◆ **WORK REQUEST**: Nothing but the lines from the one containing "Query: red noticeboard" through the one containing "The function MUST return, for every instance of the lamp", both included, should be given again, each exactly as written below.

◆ **PROVIDED ENTRIES**:
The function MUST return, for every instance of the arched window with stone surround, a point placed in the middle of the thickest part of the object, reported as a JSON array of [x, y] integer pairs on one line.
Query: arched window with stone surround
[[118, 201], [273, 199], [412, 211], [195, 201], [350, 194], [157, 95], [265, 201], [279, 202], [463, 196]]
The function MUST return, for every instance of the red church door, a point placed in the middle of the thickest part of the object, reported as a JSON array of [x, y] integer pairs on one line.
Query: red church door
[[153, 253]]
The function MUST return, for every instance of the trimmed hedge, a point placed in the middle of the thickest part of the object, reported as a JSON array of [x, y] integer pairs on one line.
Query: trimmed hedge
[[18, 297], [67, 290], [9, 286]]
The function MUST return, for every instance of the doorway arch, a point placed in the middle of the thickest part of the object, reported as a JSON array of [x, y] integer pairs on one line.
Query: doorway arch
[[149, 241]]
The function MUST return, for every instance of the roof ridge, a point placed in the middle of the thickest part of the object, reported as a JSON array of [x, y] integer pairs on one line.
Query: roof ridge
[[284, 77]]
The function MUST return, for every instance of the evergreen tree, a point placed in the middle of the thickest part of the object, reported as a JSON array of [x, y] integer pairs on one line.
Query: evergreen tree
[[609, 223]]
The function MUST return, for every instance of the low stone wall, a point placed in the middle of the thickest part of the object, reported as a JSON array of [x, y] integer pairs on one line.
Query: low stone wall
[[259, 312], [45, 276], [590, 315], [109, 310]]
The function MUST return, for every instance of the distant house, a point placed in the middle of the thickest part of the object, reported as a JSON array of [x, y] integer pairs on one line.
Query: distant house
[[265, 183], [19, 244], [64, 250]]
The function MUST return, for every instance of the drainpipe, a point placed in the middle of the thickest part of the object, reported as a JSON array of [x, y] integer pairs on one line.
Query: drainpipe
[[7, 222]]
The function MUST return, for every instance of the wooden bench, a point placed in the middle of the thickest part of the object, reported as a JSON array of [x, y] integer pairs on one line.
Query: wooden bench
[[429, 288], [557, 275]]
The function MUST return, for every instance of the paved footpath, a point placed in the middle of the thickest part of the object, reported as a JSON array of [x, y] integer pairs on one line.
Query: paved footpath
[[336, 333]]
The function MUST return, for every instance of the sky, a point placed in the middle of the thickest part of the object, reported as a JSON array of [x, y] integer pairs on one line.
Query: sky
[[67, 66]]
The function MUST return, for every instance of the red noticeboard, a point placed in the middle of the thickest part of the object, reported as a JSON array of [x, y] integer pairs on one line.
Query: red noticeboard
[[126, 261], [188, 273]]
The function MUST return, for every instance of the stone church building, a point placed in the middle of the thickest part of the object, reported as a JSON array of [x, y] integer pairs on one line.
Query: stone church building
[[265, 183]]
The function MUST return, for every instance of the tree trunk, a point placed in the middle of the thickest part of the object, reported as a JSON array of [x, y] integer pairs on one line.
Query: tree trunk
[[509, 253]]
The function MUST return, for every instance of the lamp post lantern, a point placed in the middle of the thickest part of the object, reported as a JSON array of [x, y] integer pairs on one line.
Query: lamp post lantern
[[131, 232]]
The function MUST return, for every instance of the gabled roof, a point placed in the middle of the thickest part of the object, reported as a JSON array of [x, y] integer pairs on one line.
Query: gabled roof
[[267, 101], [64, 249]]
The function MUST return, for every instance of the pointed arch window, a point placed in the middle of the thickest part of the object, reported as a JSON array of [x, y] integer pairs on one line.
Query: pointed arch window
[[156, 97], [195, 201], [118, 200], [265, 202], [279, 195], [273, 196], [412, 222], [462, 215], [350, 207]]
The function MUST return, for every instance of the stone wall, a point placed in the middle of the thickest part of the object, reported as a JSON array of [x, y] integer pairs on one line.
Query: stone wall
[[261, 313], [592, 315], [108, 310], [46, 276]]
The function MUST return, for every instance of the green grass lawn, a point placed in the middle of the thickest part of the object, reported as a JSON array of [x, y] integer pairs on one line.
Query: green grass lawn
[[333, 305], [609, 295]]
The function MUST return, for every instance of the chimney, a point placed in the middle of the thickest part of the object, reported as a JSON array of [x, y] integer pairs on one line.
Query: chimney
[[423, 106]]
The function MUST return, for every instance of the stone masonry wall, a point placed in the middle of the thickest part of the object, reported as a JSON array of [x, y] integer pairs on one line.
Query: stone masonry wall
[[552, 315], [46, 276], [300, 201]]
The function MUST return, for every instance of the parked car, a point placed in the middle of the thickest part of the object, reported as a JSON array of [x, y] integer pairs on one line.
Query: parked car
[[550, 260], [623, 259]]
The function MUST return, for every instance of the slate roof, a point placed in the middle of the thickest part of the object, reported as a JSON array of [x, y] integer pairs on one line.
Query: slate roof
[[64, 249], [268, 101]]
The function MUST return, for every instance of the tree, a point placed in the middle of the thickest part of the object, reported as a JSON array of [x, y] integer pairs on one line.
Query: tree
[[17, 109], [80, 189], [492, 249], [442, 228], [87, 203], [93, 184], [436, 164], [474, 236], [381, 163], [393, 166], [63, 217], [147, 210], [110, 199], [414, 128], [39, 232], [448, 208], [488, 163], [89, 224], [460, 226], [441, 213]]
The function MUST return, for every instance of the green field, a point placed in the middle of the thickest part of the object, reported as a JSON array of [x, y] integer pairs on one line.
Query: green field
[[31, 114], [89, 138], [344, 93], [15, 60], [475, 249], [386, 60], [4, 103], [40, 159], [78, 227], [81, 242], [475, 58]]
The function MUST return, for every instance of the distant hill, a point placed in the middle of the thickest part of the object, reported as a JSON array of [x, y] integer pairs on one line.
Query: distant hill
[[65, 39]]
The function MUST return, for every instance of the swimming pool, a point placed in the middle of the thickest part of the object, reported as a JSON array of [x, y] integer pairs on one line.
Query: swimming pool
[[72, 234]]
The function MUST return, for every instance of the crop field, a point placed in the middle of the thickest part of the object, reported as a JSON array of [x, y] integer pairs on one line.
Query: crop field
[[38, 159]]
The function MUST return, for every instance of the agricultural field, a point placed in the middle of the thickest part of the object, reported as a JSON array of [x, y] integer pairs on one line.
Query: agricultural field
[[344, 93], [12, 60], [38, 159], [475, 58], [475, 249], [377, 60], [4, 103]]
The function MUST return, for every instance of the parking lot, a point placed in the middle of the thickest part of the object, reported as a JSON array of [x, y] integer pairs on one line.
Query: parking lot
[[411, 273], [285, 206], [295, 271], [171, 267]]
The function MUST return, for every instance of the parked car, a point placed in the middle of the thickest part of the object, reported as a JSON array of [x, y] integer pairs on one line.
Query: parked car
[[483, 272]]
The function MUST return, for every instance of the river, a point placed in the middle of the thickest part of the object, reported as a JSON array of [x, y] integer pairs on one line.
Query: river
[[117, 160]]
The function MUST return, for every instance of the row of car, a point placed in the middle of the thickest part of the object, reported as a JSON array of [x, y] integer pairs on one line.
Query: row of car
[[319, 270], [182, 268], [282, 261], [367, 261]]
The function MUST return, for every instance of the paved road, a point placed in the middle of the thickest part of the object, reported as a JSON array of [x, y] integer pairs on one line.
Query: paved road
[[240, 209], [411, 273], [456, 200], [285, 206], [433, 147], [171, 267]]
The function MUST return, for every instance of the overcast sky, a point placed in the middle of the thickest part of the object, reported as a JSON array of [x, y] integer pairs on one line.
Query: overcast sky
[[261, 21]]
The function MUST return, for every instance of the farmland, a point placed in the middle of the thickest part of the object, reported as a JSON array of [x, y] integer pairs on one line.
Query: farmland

◆ **EXPECTED OUTPUT**:
Query: red noticeboard
[[126, 261], [188, 273]]
The function MUST return, for every instance of the stone church building, a point placed in the middle of the thickest part of the object, reported as a JSON array of [x, y] integer pairs on one line.
Query: stone church building
[[265, 183]]
The function MUST return, for every instance of the tree trunk, a point placed in the middle of the thickest part of the object, reported as a JSON array of [x, y] integer pairs on one line.
Query: tree trunk
[[509, 253]]
The function MUST return, for every instance of the lamp post lantern, a point placed in the middle of the thickest part of the object, reported as a JSON array of [x, y] integer pairs on one line.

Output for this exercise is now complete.